# [DOCUMENT EXCERPT]

What the Limerick theologian means by Paleyites it is hard to say. Perhaps it is a mistake or a misprint for Puseyites, and means that the doctrine is held by the "cloistered knaves" at Oxford; though even then it is not very intelligible, unless it be meant that everything which Dr. Pusey believes, up to the simple proposition that two and two make four, is Puseyism; and even then, how far Dr. Pusey may hold all or any of the opinions here stated, the writer of these lines does not know. But it were unfair to criticise newspaper theology. As it regards this particular matter, it was obviously much more the business of the public journals to get up a fight than to explain the matter in difference. In such a case, whoever beats, they (like the publicans at a contested election) are sure to win. The first thing, therefore, was to invite Mr. Todd to take a part in the fray; then to suggest that the fellows should bring him before the board of the university; and then, adds the " Warder," (for there could be no

harm in hinting it) "his Grace the PRIMATE is one of the visitors; will the most reverend prelate pass the affair by without notice? We cannot bring ourselves to think so." No; what a loss it would be for the newspapers, if he should; and no parliament sitting, either.

But the writer has no wish to say an offensive word, or even to offer any lengthened comment, on the statements of those papers which notice the matter only in the way of their vocation, as an article of news. Nor does he wish to enter into any argument, or concern himself or his readers, about the proceedings of merely political protestants. The important thing is to see how the matter is taken up by the professedly religious part of society, and how it is treated by them and their organs. The writer believes that the Dublin Record, or, as it is now called, the Statesman and Dublin Christian Record, has long held much the same place in Ireland that the "Record" does in England. In its number for Dec. 3rd it has the following leading article:

"THE REV. DR. TODD'S SERMON IN DEFENCE OF POPERY.

# [PROBLEMS TO SOLVE]
1. Quote the passage on newspaper theology word for word, everything from "But the writer" down to "DEFENCE OF POPERY.".
2. Translate this sentence from the passage on newspaper theology into Spanish: "The important thing is to see how the matter is taken up by the professedly religious part of society, and how it is treated by them and their organs."

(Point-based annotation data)

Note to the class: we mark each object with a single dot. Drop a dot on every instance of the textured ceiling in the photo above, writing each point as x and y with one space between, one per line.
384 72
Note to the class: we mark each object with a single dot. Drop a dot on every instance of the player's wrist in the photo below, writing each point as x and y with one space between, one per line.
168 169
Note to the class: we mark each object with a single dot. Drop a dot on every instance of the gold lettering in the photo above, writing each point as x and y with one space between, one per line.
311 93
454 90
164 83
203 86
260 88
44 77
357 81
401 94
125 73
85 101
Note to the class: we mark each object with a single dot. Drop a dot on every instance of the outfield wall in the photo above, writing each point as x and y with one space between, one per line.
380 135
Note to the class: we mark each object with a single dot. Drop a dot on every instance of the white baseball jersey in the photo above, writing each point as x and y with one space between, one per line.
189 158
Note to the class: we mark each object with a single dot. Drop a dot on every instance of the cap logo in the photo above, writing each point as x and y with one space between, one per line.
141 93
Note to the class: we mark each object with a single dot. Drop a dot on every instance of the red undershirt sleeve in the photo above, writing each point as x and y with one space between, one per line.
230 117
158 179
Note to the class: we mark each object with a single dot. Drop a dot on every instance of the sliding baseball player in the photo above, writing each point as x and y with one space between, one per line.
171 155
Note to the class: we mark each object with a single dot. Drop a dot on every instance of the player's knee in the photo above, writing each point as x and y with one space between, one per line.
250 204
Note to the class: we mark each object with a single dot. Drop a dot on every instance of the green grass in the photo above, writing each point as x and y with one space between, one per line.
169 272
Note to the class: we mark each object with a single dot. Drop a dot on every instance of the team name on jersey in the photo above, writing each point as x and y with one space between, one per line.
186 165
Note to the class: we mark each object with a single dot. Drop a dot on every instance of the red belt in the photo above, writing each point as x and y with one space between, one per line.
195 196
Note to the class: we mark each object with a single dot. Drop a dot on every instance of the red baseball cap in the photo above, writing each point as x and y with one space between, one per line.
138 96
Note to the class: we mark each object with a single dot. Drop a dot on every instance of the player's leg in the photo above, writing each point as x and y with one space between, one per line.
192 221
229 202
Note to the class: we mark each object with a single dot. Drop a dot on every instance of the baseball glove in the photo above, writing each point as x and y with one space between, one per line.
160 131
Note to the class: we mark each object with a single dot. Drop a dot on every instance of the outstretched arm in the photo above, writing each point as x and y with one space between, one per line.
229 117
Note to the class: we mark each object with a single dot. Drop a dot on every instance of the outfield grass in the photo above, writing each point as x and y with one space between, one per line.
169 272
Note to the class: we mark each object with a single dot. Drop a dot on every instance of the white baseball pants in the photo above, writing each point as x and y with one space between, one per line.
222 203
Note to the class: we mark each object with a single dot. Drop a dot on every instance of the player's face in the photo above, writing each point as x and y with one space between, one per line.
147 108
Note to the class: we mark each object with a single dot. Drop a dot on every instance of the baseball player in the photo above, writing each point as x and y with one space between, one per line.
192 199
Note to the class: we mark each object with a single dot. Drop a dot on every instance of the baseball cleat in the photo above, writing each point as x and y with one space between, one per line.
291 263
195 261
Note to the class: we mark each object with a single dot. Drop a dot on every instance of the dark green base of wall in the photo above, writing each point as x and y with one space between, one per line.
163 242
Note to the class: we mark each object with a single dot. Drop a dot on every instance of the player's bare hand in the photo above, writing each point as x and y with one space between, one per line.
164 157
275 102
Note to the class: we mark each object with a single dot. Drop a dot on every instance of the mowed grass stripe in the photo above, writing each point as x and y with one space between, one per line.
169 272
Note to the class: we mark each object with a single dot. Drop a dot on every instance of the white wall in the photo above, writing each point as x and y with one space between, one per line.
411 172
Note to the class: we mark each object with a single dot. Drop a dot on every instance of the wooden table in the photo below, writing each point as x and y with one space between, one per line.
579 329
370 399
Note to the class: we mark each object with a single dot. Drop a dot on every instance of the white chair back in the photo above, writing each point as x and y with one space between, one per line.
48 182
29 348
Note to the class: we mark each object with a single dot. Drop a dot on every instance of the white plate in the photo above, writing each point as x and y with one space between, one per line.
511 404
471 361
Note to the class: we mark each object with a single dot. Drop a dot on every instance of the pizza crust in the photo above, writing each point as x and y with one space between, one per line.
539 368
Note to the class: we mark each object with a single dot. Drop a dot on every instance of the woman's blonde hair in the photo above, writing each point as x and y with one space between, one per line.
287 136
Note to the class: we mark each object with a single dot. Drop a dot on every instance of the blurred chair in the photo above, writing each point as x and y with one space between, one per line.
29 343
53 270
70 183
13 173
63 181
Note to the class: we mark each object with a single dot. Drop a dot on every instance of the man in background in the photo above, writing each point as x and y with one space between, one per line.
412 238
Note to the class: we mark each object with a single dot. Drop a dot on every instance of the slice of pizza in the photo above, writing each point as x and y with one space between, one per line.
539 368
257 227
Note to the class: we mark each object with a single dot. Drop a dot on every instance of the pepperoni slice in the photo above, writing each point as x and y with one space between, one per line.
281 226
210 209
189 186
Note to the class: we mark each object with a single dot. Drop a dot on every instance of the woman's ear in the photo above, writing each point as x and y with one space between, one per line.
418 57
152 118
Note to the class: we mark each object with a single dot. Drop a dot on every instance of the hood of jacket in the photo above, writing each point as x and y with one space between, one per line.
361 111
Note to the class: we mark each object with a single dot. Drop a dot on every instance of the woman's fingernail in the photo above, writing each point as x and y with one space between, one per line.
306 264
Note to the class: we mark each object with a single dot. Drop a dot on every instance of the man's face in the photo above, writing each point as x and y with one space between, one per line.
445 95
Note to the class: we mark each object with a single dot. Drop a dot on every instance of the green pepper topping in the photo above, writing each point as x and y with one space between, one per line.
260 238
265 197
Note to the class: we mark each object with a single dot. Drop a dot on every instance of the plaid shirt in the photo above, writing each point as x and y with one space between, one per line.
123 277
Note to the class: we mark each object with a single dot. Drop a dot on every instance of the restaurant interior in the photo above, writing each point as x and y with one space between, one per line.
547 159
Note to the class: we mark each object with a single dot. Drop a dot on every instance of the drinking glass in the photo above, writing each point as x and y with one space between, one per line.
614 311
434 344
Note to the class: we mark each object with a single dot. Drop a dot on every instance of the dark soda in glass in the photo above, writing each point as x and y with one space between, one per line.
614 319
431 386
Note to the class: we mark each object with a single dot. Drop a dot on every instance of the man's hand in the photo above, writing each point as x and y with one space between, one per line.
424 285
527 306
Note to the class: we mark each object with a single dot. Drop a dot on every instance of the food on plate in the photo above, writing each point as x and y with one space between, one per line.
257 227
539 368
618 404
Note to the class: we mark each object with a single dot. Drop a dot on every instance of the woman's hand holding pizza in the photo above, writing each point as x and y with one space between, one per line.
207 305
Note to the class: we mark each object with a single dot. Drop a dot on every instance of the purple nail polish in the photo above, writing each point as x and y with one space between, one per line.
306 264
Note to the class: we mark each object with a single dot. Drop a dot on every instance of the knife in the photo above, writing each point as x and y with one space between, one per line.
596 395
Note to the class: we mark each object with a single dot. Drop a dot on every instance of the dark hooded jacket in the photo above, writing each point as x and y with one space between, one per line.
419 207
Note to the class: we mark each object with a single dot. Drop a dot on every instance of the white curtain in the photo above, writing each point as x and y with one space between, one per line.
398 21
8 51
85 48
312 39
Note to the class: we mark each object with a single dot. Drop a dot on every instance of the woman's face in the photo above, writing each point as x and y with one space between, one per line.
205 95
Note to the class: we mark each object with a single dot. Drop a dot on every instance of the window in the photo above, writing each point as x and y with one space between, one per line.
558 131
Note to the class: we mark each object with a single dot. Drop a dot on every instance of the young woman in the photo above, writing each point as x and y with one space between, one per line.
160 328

# [ANSWER SET]
1.
But the writer has no wish to say an offensive word, or even to offer any lengthened comment, on the statements of those papers which notice the matter only in the way of their vocation, as an article of news. Nor does he wish to enter into any argument, or concern himself or his readers, about the proceedings of merely political protestants. The important thing is to see how the matter is taken up by the professedly religious part of society, and how it is treated by them and their organs. The writer believes that the Dublin Record, or, as it is now called, the Statesman and Dublin Christian Record, has long held much the same place in Ireland that the "Record" does in England. In its number for Dec. 3rd it has the following leading article:

"THE REV. DR. TODD'S SERMON IN DEFENCE OF POPERY.

2. Lo importante es ver cómo acoge el asunto la parte de la sociedad que se declara religiosa, y cómo lo tratan ella y sus órganos.